* _TO BE DONE_: In the entries that follow, identify the line containing "of the grey" and return it together with all later lines, exactly as they appear.

* _GIVEN DATA_:
■ ■ ■
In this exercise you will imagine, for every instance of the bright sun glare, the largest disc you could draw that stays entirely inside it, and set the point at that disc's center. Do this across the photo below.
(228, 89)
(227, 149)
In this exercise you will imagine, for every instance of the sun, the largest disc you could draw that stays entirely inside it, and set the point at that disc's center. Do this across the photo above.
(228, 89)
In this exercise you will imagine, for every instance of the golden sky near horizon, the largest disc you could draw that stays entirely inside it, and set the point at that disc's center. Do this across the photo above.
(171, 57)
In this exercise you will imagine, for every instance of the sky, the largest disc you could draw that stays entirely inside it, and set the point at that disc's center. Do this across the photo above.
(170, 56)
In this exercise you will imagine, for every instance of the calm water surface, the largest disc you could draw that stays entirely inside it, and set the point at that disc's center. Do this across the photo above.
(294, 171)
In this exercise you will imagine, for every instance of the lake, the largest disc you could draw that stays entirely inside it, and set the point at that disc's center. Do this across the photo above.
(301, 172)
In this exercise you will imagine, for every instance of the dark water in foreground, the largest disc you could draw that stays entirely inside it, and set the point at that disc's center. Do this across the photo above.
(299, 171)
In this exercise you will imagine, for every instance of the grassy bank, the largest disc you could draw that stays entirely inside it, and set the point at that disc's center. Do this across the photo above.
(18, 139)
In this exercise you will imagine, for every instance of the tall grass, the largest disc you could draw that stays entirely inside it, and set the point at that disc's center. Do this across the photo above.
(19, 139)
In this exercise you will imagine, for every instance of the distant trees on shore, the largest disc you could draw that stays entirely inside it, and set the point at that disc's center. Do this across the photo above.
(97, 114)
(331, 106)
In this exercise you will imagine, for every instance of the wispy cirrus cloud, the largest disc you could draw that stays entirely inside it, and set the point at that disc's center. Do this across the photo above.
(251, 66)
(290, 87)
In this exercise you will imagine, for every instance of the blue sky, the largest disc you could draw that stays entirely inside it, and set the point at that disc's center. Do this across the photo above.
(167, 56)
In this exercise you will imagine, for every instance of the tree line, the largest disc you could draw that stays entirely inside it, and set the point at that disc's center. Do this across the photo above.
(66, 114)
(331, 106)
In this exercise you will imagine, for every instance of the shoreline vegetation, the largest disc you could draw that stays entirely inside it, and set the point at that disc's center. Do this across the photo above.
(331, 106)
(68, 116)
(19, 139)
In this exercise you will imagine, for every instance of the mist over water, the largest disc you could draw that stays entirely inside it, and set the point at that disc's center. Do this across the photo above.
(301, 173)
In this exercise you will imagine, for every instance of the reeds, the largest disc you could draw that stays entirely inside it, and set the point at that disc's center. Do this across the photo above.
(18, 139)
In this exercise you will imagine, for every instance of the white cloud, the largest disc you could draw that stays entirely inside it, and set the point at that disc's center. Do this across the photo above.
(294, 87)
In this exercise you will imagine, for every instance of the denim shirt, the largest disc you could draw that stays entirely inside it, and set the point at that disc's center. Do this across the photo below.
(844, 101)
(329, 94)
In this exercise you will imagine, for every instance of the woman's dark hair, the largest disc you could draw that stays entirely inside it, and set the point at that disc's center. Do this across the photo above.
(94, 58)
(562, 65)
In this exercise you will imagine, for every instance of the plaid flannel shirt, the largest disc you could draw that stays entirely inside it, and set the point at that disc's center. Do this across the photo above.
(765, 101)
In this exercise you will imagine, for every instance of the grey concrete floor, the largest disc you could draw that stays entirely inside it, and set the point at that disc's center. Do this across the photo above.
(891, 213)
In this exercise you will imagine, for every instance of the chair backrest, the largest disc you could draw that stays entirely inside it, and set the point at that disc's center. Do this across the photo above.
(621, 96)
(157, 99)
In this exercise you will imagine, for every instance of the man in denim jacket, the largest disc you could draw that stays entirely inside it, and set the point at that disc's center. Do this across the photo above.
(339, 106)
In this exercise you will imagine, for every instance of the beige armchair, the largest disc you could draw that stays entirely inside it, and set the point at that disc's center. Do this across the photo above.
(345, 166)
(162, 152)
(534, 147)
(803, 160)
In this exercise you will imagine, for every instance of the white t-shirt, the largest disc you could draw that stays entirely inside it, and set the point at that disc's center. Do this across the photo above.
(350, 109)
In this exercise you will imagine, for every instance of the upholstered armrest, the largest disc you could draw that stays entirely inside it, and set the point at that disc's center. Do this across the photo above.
■ ■ ■
* _THE SOLUTION_:
In this exercise you will imagine, for every instance of the grey concrete floor, the largest disc you could draw that stays entirely inside it, and set the point at that disc's center. Do this across the photo above.
(891, 213)
In this exercise you will imagine, for every instance of the chair backrest, the largest disc you could draw that stays entirely inside it, and set the point at that disc's center. Do this across the photo above.
(621, 96)
(157, 99)
In this exercise you will imagine, for every instance of the man in denim jacket, the largest disc you could draw that stays entirely inside it, and set the point at that disc's center. Do this across the photo above.
(339, 106)
In this exercise you will imagine, for every instance of the beige armchair, the largest disc you could draw that stays entirely inside it, and set the point at that disc's center. Do this across the photo above.
(345, 166)
(162, 152)
(534, 147)
(803, 160)
In this exercise you will imagine, for every instance of the white t-shirt, the largest disc you could draw that stays entirely inside it, and set the point at that disc's center. Do this across the photo above.
(350, 109)
In this exercise you will imagine, for every instance of the upholstered armrest, the largest disc you could draw that stays entirely inside it, and set the point at that disc's center. Do this across the photo above.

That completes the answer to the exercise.